PAGE EXTRACT
B2C enterprise deployment topology
Figure 1-1: Typical PMF topology

The PMF topology is based on the following principles:

  • PMF is installed in the organization LAN, connecting to various enterprise back-end systems.
  • PMF can be clustered for high availability and scalability.
  • The database is used for storing administration and configuration data, push notifications, registered clients data, and the security context of the clients. A single instance of the database is shared by the PMF runtime environment in all PMF cluster nodes. It is possible to cluster the database by using the tools and methods that are provided by the database vendor.
  • PMF is installed behind a web authentication infrastructure, which acts as a reverse proxy and provides SSL.
  • The database server and the PMF must be installed on separate host machines.

Topologies can vary depending on the corporate network architecture, disaster recovery, different back-end systems, and so on.

Scalability Tests

PMF conducted a series of scalability tests before releasing PMF. The following table contains a short summary of the tests performed.

COLLECTED MATERIAL
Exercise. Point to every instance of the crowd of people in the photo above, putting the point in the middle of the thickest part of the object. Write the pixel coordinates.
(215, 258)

TASK INSTRUCTIONS
**A)** Would you print the stretch from "B2C enterprise deployment" through "availability and scalability." in the PMF deployment extract?
**B)** Can you proceed with the PMF deployment extract from the point where it stops?
The lines above come from a separate source, not from the PMF deployment extract.

ANSWERS BY TASK
**A)**
B2C enterprise deployment topology
Figure 1-1: Typical PMF topology

The PMF topology is based on the following principles:

  • PMF is installed in the organization LAN, connecting to various enterprise back-end systems.
  • PMF can be clustered for high availability and scalability.

**B)**
Tests
# Test Goal
1 Single user performance test This test creates a performance baseline for future tests from a typical user scenario.
2 Basic stability This test checks the basic stability and endurance of the server under some load. No crashes, memory leaks, or errors for 12 hours.
3 Regression from former version This test verifies that the system performs at least as well as the former version.
4 Multiple user performance test This test checks the performance of a typical user scenario under typical load.
5 Scalability tests This test proves that Persistent Mobile Foundation can linearly scale to multiple servers under a single database.
6 Endurance testing This test proves that the server can stay up without memory leaks for a duration of 72 hours under a typical load scenario.
7 Stress testing This test increases the load until the server reaches 100% CPU and starts failing. Reduce the load and see that the server is recovering.
8 Recoverability This test stops various components of the PMF solution (internet, database, and back end). It starts components again and ensures that the server recovered.

Test Flow

The test, which is run repeatedly, involves the following actions:

  1. A typical banking application is simulated. It logs in, makes multiple calls for account list and transaction lists, and then logs out.
  2. The PMF application server uses an HTTP adapter to call a simulated back end.
  3. The back end is called via HTTP and returns with a predefined response.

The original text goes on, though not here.